» What the task asks:
In the data below, find each line that contains the word "baseboard" and copy it.

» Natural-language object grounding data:

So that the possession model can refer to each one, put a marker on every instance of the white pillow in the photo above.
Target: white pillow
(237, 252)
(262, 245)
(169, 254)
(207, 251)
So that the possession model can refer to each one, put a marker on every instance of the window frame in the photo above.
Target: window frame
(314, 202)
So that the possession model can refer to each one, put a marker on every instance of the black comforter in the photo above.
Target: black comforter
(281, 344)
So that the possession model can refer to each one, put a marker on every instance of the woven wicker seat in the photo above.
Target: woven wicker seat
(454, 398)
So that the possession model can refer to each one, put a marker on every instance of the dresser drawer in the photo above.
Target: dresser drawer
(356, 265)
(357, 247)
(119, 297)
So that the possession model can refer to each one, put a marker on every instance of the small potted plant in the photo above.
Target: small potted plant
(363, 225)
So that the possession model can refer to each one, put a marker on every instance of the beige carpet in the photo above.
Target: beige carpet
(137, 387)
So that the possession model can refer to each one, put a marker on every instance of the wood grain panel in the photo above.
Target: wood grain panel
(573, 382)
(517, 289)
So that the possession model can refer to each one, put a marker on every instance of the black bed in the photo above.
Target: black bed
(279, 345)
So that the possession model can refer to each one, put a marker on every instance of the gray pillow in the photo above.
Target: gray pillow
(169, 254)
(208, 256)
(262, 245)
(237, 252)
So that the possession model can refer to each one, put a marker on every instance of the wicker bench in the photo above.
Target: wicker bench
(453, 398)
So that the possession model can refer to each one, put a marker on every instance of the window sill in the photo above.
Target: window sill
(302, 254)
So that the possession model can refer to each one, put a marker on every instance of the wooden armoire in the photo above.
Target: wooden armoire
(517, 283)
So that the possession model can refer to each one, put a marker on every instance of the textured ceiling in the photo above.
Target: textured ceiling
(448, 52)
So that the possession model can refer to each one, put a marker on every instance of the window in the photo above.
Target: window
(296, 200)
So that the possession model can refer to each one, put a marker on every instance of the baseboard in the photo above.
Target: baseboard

» Output:
So that the possession model can refer to each one, put a marker on every instance of the baseboard in the photo above.
Target: baseboard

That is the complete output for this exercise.